§ **Passage shown**:
☆ ☆ ☆ ☆ ☆

3rd-parties and Edit And Continue (Part 2: Debuggers)

I recently blogged about what’s involved for 3rd-parties doing Edit-and-Continue (EnC), where I explained EnC is an IDE (at least debugger+editor+compiler) wide feature, not just a debugger feature. In that entry, I alluded to some basic work a 3rd-party would need to do to their editor and compiler to support EnC. In this entry, I’ll focus on EnC requirements on the debugger.

 

I’ll first look at what the basic rules are for EnC at the ICorDebug level, and then I’ll walk through a simple EnC demo at the ICorDebug level.

 

Basic ICorDebug Enc Rules

There are a few basic rules about EnC and ICorDebug:

  1. The only valid edits are:
    1. Adding a new private members (field, method, property) to a  type and
    2. Replacing an entire function.  If a user edits a single line within a function, the IDE still needs to replace the entire function. There is an ICorDebugFunction object for each version of the function.
  2. There are many random restrictions on top of these. We basically restricted anything that we didn’t think was a core scenario for EnC. This freed up resources to make sure the core-scenarios worked well. For example:
    1.  you can’t add any members to a value-type or change anything in a generic type.
    2. there are additional restrictions on the legal edits for an active function (currently on a thread’s stack) versus an inactive function (not on any thread’s stack).
    3. you can’t edit dynamic code.
    4. you can’t remove locals from a function or change its signature.
  3. The design of ICorDebug EnC is to offload as much as possible to the debugger / IDE. For example, the debugger’s responsibilities include:
    1. compiling delta files for the IL and metadata for each edit. (The debugger presumably obtains these from the compiler).
    2. knowing how a thread in a stale function should get remapped to a new version of that function. (The debugger presumably obtains this from the editor).
    3. remapping all execution control, such as breakpoints and steppers, from the stale function to the new function.
    4. handling any language policy issues. For example, what should be done if an end-user puts an “if (false) {  }” around the current IP?

 

 

An EnC walkthrough at the ICorDebug level

The MDbg sample has a demo of Edit-And-Continue (See the $\readme.htm and $\demo\EditAndContinue directory in the MDbg sample) which demonstrates EnC at the ICorDebug level via editing IL. This sample is great for understanding the underlying mechanics of EnC. I’ll walk through that demo here.

☆ ☆ ☆ ☆ ☆

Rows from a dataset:

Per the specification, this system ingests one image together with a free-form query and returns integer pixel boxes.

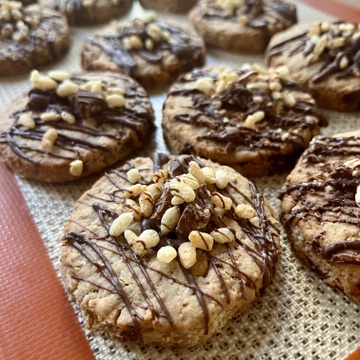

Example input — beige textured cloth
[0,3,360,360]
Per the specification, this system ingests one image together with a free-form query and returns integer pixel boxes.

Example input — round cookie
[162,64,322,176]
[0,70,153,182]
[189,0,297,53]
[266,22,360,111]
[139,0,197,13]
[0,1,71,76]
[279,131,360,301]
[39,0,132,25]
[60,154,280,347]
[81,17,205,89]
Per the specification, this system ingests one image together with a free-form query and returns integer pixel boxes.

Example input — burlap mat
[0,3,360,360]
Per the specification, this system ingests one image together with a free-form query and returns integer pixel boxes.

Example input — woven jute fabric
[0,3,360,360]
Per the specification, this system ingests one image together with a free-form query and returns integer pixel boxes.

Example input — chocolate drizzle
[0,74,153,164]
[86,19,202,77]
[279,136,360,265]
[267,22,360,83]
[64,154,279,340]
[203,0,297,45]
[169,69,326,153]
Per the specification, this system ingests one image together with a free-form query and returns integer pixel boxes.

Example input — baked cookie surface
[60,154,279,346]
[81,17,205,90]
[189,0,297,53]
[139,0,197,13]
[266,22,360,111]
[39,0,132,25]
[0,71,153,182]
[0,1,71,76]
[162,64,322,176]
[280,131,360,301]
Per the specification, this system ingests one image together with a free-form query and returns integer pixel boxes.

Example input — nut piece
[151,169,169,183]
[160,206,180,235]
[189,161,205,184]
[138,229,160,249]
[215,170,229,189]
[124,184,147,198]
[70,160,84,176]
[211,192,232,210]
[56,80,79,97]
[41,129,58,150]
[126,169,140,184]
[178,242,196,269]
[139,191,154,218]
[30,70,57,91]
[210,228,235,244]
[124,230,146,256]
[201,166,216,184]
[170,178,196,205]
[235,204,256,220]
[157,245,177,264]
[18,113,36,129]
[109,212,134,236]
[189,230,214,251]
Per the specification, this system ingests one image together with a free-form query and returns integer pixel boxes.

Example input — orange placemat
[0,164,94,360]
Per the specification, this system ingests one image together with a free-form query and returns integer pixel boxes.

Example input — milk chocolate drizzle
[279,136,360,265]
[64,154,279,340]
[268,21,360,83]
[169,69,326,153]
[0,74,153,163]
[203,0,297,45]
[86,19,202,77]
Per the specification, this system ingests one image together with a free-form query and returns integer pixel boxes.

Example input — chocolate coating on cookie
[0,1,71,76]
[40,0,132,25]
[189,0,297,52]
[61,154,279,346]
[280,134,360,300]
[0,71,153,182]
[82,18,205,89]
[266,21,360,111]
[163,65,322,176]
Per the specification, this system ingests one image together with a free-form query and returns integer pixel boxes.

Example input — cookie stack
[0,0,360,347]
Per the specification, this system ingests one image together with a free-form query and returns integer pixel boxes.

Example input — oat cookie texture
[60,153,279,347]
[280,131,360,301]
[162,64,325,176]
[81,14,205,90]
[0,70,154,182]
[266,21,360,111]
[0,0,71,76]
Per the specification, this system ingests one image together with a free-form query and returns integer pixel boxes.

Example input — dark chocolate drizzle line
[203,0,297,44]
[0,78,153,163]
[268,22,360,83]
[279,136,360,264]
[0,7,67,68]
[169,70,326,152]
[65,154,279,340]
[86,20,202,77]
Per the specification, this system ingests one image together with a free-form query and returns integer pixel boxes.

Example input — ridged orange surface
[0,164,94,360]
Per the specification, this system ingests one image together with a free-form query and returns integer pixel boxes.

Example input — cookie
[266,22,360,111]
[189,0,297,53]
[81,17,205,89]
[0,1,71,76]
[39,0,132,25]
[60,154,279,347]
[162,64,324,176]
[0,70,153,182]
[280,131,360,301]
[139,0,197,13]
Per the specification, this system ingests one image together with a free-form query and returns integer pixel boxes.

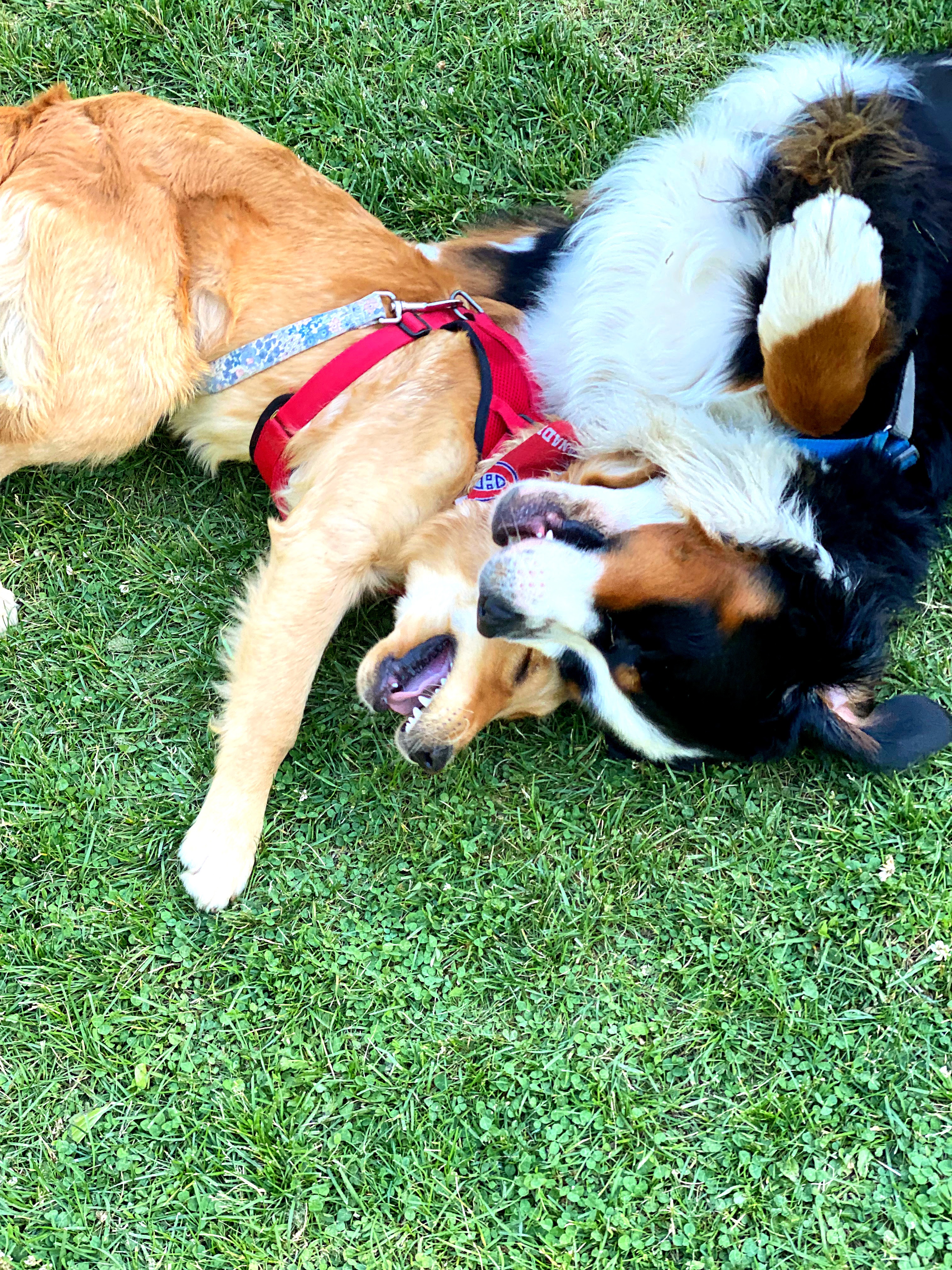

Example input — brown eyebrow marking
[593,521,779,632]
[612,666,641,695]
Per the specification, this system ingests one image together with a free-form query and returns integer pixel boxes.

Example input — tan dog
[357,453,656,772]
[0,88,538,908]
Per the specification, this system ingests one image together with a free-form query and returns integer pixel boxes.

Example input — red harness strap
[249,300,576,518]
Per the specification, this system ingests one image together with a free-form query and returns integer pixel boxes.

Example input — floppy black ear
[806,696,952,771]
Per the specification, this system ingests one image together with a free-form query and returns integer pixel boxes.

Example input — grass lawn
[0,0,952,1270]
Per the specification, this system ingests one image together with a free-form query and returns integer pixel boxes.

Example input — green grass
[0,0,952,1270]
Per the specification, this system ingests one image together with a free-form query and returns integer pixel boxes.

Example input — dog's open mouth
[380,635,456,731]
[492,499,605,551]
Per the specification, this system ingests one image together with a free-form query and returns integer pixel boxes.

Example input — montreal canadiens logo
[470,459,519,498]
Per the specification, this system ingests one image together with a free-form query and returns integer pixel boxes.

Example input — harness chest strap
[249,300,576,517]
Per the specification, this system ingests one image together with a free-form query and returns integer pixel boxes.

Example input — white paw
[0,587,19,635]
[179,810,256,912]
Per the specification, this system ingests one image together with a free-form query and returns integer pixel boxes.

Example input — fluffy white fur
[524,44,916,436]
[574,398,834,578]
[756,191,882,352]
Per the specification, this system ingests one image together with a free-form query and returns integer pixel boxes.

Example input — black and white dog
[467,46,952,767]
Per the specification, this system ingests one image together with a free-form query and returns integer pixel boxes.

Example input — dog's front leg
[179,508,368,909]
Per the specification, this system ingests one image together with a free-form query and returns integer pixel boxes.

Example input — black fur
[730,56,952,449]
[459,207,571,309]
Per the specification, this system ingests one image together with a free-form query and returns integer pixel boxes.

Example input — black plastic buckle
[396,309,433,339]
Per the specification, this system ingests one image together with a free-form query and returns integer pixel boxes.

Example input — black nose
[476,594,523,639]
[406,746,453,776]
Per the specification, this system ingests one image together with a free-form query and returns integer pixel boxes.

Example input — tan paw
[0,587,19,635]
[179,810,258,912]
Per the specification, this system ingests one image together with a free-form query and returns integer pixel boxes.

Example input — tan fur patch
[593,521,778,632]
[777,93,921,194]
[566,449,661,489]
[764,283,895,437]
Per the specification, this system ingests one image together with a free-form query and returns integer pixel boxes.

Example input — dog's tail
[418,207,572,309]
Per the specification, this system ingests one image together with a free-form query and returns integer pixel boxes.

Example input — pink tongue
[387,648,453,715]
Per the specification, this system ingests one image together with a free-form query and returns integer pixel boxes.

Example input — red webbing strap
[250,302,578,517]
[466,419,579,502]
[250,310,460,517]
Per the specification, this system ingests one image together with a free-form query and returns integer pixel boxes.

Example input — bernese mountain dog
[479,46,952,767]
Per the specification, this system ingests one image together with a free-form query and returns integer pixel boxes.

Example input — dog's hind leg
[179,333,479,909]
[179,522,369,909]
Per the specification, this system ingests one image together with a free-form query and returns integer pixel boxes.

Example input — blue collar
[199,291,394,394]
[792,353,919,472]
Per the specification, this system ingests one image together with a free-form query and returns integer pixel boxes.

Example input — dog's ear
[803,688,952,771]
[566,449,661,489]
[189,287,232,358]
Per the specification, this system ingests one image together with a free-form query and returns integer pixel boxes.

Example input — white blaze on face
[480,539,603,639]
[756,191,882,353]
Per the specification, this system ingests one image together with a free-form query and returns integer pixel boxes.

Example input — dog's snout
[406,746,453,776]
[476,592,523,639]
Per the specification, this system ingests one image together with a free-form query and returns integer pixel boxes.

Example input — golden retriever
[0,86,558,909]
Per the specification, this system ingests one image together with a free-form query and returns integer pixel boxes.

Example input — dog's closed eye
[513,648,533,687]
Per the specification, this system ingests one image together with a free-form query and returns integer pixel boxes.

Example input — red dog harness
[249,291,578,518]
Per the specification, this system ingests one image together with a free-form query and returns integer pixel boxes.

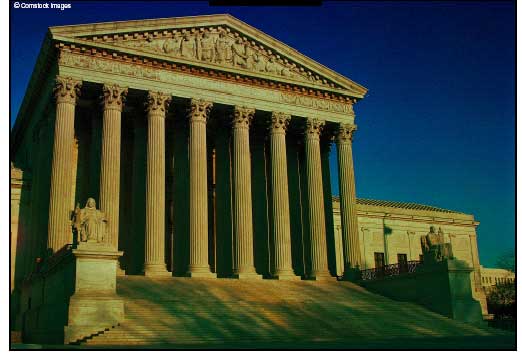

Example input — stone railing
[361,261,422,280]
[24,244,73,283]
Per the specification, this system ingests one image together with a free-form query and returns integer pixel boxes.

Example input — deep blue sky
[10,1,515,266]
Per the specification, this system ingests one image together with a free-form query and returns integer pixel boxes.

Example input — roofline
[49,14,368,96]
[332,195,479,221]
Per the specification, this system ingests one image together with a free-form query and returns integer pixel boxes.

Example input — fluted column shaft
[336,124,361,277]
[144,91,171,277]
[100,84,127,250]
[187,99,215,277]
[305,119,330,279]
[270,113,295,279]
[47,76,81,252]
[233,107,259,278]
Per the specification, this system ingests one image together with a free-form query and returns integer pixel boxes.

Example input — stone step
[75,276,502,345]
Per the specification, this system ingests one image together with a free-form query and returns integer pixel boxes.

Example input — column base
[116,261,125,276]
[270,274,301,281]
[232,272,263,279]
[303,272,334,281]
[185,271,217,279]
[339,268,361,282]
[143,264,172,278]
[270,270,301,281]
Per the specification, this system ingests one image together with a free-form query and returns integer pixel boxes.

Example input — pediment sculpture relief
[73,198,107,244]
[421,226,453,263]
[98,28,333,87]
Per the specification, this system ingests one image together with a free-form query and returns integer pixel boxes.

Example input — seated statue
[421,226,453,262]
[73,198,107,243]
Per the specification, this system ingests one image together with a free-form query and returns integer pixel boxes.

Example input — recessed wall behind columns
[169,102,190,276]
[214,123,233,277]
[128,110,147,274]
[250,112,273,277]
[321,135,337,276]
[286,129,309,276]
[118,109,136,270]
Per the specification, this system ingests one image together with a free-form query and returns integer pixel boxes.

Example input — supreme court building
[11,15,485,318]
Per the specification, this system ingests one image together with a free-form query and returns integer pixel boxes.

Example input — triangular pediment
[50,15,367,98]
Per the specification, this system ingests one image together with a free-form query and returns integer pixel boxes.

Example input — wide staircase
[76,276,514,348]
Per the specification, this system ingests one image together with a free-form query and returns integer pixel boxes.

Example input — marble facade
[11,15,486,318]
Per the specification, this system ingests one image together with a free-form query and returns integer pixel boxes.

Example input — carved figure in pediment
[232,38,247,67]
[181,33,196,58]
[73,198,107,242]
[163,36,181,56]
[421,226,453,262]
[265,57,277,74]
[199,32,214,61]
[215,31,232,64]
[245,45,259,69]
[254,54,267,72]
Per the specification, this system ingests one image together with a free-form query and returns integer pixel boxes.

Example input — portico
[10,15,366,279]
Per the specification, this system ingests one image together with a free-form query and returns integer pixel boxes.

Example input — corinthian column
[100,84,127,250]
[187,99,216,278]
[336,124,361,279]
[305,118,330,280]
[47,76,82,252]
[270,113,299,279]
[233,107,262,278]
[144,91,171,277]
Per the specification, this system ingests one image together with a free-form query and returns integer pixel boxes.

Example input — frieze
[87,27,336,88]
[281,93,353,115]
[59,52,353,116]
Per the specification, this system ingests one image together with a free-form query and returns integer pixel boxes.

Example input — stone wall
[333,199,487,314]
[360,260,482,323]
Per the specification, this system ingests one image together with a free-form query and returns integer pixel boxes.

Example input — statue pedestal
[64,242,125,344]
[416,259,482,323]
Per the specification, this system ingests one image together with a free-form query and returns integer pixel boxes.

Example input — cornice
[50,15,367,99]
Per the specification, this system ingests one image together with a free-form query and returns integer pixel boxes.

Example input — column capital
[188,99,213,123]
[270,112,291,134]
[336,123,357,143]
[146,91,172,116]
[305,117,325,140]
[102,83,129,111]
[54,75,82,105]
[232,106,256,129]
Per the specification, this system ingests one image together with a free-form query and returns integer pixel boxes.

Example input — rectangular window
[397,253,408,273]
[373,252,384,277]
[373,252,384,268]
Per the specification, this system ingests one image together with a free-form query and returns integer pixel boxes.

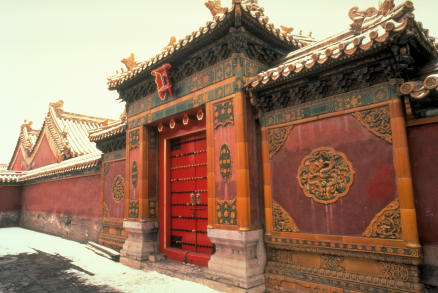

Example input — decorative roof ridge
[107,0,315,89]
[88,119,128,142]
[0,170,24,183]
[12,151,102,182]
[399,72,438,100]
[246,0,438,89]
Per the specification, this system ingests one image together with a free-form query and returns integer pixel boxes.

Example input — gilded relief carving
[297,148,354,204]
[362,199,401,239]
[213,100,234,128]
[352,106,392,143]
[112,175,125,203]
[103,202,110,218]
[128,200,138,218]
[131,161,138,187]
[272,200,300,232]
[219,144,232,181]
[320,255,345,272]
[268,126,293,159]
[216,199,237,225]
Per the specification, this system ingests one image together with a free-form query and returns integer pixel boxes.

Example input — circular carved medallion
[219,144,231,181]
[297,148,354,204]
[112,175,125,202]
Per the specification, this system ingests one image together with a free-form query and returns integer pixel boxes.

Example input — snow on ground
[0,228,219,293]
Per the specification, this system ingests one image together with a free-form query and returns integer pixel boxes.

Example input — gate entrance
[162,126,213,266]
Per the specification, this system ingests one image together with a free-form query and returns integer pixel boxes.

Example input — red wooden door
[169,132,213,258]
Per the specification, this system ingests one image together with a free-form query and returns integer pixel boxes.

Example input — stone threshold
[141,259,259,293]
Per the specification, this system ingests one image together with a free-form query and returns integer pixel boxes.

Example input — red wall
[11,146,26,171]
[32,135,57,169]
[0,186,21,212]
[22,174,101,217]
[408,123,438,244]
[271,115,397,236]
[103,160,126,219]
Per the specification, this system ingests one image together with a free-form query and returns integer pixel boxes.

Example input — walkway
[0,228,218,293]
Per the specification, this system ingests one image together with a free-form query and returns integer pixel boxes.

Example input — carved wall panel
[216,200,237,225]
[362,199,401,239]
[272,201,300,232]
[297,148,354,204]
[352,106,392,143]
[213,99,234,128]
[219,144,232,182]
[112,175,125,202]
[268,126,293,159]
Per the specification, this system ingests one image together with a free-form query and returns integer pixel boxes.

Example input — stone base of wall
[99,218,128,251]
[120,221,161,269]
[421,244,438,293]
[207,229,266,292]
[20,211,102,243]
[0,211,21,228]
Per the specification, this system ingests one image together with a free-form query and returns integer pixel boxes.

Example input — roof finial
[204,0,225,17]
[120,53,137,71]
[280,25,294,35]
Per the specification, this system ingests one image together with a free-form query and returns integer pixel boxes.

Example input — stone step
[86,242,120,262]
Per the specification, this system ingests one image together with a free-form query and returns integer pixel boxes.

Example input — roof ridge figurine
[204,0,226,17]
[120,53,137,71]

☆ ☆ ☆ ☆ ☆

§ **Written instruction**: Copy the stretch of the Edit-and-Continue debugger post from "4. you can’t" through "from the editor).", word for word. The rows have nothing to do with this.

§ **Solution to the exercise**:
4. you can’t remove locals from a function or change its signature.
  3. The design of ICorDebug EnC is to offload as much as possible to the debugger / IDE. For example, the debugger’s responsibilities include:
    1. compiling delta files for the IL and metadata for each edit. (The debugger presumably obtains these from the compiler).
    2. knowing how a thread in a stale function should get remapped to a new version of that function. (The debugger presumably obtains this from the editor).